DIEGO VELÁZQUEZ
Cristo contemplado por el alma cristiana
Cristo contemplado por el alma cristiana
Diego Velázquez, Hacia 1626-1632
Óleo sobre lienzo • Barroco
165,1 cm × 206,4 cm
National Gallery de Londres, Londres, Reino Unido
Cristo contemplado por el
alma cristiana tras la Flagelación es una pintura al óleo de
Diego Velázquez sobre lienzo de 165,1 x 206,4 cm, conservada en la
National Gallery de Londres desde 1883 por donación de John Savile
Lumley, quien la había adquirido en Madrid en 1858. Para José
López-Rey podría haber sido pintado entre 1626 y 1628, aunque
son mayoría los críticos que prefieren retrasar su ejecución
a 1632, tras el primer viaje de Velázquez a Italia, por apreciar influencias
de la pintura boloñesa y en especial de Guido Reni junto con la del
Caravaggio romano y una técnica pictórica cercana a la empleada
en La fragua de Vulcano pintada en Roma.
No se tienen noticias de esta pintura anteriores a la fecha
de su adquisición en Madrid en 1858 pero la crítica ha sido
unánime al aceptar su autoría. Un dibujo preparatorio de la
figura del ángel destruido en 1936, con una antigua inscripción
—«VELAZQUEZ.»— figuraba en la colección del ilustrado
Gaspar Melchor de Jovellanos. La infrecuente iconografía, con el acento
puesto en la figura infantil a la que dirige Cristo la mirada, y su honda
emotividad, rara en la obra de Velázquez, hizo pensar a Carl Justi
que pudiera tratarse de una pintura votiva con motivo de la muerte de su
hija menor, Ignacia.
En la figura de Cristo a la columna, para la que se han sugerido
modelos tomados de la estatuaria clásica —Galo moribundo– y una anatomía
cercana a la del Cristo de la Minerva de Miguel Ángel, Velázquez
siguió las indicaciones iconográficas de su suegro Francisco
Pacheco para el tema del Cristo recogiendo sus vestiduras, iconografía
muy repetida en la pintura española del siglo XVII, combinándolas
en una creación original.

Material –
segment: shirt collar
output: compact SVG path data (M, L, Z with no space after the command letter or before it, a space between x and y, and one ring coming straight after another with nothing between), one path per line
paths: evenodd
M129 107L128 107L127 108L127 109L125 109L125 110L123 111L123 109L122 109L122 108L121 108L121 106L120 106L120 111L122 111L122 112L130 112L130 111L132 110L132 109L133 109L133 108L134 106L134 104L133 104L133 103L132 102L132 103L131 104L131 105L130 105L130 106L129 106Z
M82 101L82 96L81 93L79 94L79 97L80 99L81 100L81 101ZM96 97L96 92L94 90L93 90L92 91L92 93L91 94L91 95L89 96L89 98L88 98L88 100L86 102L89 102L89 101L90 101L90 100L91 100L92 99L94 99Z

--

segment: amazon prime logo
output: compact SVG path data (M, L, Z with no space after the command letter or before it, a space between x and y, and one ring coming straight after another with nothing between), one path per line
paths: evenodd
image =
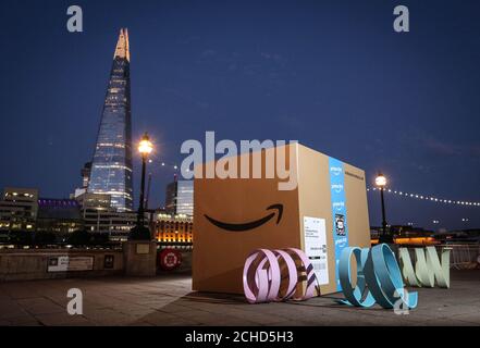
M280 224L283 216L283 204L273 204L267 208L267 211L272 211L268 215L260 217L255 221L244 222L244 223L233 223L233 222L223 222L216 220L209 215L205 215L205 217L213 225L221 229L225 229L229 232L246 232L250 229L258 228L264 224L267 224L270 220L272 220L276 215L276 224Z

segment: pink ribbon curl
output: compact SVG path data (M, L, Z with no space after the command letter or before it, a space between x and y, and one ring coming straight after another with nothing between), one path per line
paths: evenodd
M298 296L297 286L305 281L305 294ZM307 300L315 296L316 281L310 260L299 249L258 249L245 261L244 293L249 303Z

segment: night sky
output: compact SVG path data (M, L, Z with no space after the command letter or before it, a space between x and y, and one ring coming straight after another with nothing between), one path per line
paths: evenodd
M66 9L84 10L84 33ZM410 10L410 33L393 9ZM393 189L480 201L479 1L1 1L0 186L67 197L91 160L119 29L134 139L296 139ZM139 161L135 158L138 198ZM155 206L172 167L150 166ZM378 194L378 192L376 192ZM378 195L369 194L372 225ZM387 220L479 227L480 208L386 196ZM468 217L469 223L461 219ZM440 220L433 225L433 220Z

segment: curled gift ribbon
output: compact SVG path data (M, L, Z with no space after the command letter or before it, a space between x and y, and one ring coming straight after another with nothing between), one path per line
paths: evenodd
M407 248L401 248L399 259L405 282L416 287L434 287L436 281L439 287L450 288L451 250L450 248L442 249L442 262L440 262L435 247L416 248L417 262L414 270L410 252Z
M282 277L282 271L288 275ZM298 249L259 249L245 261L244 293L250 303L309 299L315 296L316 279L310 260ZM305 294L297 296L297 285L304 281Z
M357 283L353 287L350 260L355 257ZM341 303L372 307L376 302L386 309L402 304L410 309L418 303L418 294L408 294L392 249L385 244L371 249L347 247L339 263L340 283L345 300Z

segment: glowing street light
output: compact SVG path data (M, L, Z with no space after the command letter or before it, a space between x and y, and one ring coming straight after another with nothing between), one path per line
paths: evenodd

* * *

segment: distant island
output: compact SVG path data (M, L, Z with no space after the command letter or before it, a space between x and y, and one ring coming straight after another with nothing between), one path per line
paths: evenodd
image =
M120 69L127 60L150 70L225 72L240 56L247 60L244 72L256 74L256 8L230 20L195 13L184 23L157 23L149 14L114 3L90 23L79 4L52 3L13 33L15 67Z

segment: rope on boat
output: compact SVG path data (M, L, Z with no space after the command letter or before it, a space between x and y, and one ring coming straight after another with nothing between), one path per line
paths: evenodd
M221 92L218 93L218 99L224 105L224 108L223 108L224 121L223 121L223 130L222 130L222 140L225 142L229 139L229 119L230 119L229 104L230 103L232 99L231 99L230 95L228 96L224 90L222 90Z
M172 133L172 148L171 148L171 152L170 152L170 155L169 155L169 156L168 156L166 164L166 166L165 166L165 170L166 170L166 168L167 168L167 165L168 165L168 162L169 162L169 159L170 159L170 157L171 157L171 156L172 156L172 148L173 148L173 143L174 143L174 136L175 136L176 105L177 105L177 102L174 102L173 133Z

Ejercicio propuesto A –
Reescribe el pasaje del fragmento sobre el cuadro de Velázquez que comienza en las palabras "En la figura de" y termina tras "una creación original.", poniendo "escultura antigua" en lugar de "estatuaria clásica".
Ejercicio propuesto B –
Enumera, sin repetir ninguno, todos los años escritos con cuatro cifras que aparecen en el fragmento sobre el cuadro de Velázquez.
Ejercicio propuesto C –
Escribe lo que sigue en el fragmento sobre el cuadro de Velázquez a partir de su última frase.
El material no guarda relación con el fragmento sobre el cuadro de Velázquez.

Respuesta A –
En la figura de Cristo a la columna, para la que se han sugerido
modelos tomados de la escultura antigua —Galo moribundo– y una anatomía
cercana a la del Cristo de la Minerva de Miguel Ángel, Velázquez
siguió las indicaciones iconográficas de su suegro Francisco
Pacheco para el tema del Cristo recogiendo sus vestiduras, iconografía
muy repetida en la pintura española del siglo XVII, combinándolas
en una creación original.

Respuesta B –
1626, 1632, 1883, 1858, 1628, 1936

Respuesta C –
Pacheco se ocupó de la iconografía del Cristo
recogiendo sus vestiduras, nacida en Alemania o en Flandes en el siglo anterior
y difundida a través de estampas, en una carta dirigida a Fernando
de Córdoba, fechada en 1609, a propósito de una pintura suya
de este asunto hoy perdida. Siguiendo las revelaciones de Santa Brígida
en la imagen del Cristo escarnecido y citando la obra de Alfonso Paleotti,
Iesu Christi Crucifixi Stigmata Sacrae Sindone Impressa editada en Venecia
en 1606, admitía Pacheco que se pintasen, como él lo hizo,
junto con los manojos de varas (fascis) y las correas de vaca —de que, dice,
«hace memoria la antigüedad» y son los azotes que corrientemente
emplean los pintores-, el flagelo hecho con zarzas, visto en revelaciones
por un San Vicente, y «el azote de puntas o estrellas de hierro, fixas
en los cordeles, imitado del que debuxó en el libro de Paleoto del
IV de las Revelaciones de Santa Brígida». Por seguir las revelaciones
de Santa Brígida empleó también en su imagen la columna
de fuste alto y no la baja de la Basílica de Santa Práxedes
que era, al contrario, la preferida por Paleotti.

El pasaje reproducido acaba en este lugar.